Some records
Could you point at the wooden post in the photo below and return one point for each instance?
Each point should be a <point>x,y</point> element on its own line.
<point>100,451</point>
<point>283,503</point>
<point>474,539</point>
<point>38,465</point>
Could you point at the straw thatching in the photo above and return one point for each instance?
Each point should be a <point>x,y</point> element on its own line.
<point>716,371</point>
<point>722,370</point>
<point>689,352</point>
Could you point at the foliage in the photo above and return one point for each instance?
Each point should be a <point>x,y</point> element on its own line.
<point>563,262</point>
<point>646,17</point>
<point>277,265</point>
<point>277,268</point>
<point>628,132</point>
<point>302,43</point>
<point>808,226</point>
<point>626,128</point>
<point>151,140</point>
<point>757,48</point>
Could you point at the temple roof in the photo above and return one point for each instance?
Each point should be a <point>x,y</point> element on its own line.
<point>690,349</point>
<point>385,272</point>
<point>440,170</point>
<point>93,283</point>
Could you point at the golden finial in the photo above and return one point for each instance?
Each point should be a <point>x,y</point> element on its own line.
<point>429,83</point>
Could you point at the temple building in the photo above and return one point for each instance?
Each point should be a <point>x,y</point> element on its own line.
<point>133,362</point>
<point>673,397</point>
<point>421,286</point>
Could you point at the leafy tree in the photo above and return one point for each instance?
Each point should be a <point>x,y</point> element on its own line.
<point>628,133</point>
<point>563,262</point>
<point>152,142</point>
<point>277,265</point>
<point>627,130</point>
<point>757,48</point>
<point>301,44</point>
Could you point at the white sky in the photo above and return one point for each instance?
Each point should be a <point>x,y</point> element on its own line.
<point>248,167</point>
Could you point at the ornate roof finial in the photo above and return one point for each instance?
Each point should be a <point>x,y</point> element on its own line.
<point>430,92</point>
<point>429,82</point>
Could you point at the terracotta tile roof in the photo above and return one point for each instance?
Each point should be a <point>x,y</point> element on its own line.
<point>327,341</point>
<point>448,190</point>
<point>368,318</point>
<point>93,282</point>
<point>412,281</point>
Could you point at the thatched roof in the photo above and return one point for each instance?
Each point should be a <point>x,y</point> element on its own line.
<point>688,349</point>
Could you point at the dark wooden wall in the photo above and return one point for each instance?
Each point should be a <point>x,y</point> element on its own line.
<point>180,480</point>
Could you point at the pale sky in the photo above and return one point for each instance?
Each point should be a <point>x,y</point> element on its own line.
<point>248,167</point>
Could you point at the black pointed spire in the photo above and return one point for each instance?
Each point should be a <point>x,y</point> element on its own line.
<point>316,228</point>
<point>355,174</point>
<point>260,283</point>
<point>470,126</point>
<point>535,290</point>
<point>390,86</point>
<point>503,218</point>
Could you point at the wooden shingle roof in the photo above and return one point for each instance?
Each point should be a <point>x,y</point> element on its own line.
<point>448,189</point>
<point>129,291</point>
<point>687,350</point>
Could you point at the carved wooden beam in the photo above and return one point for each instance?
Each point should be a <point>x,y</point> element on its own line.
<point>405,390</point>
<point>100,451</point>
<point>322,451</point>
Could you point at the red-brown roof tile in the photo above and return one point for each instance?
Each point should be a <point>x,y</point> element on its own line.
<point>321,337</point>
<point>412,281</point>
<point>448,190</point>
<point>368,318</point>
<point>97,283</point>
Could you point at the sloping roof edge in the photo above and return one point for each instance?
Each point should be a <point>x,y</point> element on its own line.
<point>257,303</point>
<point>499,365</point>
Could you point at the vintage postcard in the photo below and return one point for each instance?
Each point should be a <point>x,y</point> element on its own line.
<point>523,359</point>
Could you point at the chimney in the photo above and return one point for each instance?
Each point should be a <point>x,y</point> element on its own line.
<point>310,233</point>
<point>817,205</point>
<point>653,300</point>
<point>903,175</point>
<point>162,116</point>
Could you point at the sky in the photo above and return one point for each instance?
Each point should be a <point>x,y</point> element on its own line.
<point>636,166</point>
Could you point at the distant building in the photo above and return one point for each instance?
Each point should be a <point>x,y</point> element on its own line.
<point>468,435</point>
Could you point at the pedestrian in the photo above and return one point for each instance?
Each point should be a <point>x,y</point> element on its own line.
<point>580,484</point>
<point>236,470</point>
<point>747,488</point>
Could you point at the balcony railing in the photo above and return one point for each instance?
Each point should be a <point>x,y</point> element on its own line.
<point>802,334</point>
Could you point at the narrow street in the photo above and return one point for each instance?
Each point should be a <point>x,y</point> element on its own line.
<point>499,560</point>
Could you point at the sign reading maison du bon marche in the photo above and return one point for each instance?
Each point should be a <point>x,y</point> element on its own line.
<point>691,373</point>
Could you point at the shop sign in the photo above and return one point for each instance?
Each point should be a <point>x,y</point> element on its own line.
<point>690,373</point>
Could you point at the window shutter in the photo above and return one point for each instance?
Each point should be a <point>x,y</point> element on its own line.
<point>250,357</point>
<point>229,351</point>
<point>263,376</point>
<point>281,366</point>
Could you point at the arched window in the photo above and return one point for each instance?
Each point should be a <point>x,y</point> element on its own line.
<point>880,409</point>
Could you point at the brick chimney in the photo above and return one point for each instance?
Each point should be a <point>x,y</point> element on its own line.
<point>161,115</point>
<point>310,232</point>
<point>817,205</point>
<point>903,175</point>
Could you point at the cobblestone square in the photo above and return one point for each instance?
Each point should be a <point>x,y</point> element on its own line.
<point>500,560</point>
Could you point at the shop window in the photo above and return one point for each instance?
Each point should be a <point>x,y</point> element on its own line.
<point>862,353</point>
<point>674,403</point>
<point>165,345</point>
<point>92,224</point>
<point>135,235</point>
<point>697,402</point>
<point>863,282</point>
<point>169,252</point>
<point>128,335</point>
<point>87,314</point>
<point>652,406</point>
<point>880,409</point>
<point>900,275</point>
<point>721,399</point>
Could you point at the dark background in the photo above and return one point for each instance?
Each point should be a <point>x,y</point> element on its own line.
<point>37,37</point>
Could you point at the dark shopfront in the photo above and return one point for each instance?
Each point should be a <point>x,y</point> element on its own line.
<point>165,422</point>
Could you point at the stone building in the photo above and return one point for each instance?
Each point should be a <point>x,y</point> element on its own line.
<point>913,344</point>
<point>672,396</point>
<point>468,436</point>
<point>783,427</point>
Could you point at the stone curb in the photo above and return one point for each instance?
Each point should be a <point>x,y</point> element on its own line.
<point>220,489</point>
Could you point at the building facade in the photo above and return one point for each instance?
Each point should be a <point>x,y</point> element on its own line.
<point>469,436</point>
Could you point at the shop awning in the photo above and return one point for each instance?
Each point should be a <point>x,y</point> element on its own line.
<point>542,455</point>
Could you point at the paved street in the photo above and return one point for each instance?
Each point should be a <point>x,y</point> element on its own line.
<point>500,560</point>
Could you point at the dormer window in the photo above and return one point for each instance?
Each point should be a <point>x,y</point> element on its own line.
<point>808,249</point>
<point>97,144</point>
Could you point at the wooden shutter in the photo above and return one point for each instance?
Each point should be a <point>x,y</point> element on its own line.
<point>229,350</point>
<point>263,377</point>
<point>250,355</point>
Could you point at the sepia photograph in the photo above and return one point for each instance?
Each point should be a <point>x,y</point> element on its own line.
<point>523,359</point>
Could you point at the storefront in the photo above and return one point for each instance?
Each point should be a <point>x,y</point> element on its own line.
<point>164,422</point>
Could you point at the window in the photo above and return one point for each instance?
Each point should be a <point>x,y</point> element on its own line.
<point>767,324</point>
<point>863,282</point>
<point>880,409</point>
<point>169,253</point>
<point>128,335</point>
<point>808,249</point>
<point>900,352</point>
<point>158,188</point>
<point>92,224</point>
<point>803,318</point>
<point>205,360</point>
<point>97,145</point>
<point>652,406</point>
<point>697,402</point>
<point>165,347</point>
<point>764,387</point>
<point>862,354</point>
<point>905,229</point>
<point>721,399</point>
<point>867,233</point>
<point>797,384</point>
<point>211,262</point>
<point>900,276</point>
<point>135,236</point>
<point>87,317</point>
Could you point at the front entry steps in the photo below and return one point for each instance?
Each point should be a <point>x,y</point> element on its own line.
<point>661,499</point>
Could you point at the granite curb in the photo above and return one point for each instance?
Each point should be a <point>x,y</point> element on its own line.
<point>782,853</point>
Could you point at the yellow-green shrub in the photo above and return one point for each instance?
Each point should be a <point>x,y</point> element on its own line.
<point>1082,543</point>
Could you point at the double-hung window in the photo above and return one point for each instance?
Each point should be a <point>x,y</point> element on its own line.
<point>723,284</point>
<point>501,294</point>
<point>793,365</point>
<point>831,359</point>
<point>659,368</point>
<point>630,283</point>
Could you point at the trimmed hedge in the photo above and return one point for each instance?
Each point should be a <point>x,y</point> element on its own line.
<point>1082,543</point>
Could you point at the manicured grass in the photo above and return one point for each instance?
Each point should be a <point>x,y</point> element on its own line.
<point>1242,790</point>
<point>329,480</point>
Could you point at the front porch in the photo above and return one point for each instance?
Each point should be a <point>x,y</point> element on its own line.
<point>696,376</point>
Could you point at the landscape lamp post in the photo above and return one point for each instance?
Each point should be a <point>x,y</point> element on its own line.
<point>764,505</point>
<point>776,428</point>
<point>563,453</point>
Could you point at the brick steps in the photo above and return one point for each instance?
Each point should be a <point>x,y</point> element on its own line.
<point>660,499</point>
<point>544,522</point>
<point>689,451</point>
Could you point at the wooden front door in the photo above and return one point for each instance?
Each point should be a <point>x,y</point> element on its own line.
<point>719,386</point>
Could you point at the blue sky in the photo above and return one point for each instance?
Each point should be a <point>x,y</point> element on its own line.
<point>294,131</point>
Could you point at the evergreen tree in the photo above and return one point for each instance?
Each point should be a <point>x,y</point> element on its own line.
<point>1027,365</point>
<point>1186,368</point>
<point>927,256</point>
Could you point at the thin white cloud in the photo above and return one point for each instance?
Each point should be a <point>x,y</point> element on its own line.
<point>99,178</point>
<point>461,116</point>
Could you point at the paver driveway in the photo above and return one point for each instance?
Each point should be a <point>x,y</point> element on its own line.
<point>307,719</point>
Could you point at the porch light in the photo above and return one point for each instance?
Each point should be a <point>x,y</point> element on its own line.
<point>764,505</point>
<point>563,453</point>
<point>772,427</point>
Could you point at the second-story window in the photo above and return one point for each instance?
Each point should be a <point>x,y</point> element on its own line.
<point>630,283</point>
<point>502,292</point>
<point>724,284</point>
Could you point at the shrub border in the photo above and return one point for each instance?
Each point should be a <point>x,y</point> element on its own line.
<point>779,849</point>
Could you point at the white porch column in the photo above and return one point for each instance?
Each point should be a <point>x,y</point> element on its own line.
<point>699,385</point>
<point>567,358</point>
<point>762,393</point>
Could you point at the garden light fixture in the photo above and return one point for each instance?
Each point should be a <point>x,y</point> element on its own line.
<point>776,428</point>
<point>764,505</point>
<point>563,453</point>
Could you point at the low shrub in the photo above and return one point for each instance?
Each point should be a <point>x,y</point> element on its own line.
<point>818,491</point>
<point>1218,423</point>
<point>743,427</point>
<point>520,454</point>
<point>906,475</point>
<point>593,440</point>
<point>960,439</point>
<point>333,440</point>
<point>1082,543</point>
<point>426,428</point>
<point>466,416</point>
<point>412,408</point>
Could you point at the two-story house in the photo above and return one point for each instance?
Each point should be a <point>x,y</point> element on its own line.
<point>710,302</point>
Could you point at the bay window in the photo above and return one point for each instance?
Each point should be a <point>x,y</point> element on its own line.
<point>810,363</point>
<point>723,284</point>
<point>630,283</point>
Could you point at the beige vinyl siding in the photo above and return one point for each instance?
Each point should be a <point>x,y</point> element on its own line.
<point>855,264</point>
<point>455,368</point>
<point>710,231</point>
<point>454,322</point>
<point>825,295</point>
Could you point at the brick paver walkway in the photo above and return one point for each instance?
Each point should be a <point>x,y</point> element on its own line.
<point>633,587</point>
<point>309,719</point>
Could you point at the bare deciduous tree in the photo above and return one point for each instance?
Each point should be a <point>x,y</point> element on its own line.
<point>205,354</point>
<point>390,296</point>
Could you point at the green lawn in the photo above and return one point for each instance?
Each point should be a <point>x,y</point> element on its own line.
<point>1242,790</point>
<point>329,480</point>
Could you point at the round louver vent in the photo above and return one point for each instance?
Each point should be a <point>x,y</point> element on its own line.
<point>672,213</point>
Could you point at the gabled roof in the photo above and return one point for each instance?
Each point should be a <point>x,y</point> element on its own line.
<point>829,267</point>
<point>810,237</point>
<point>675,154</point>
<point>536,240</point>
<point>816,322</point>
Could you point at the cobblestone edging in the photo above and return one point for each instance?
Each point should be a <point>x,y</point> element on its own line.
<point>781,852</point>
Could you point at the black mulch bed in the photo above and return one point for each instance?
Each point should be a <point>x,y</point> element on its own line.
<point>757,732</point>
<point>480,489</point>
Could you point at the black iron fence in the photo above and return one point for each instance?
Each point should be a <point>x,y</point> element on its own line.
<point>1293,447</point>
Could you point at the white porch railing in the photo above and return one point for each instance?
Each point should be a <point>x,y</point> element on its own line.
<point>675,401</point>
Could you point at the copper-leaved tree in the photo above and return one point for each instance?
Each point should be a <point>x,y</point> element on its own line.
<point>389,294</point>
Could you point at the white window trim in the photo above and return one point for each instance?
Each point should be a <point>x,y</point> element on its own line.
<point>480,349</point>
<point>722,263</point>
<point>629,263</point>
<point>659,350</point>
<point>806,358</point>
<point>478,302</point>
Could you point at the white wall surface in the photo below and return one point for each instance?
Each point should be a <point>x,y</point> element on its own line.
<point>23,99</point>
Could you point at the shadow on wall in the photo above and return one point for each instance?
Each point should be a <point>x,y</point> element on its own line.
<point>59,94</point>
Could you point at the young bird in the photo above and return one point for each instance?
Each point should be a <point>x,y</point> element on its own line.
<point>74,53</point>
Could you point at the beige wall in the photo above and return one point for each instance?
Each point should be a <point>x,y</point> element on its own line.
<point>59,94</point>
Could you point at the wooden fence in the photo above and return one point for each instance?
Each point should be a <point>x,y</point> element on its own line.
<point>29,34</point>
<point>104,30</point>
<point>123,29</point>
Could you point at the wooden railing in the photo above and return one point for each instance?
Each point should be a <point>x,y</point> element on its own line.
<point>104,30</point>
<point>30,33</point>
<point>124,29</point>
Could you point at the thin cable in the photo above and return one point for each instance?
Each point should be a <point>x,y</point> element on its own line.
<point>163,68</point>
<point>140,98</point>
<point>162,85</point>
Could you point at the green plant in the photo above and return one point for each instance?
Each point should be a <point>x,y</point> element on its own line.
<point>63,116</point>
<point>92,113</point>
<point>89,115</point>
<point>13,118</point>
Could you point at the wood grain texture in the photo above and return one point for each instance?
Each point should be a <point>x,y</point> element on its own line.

◆ What the task requires:
Rewrite the rows from the beginning up to and including the line that contains "<point>689,352</point>", swapping "straw thatching" for "thatched roofing" and changing nothing else.

◆ Task output:
Could you point at the wooden post in the photo below and return one point for each instance?
Each point should be a <point>x,y</point> element on its own line.
<point>100,451</point>
<point>283,503</point>
<point>474,539</point>
<point>38,465</point>
Could you point at the thatched roofing in the photo above and return one point for each instance?
Each point should be a <point>x,y</point> element on its own line.
<point>716,371</point>
<point>722,370</point>
<point>689,352</point>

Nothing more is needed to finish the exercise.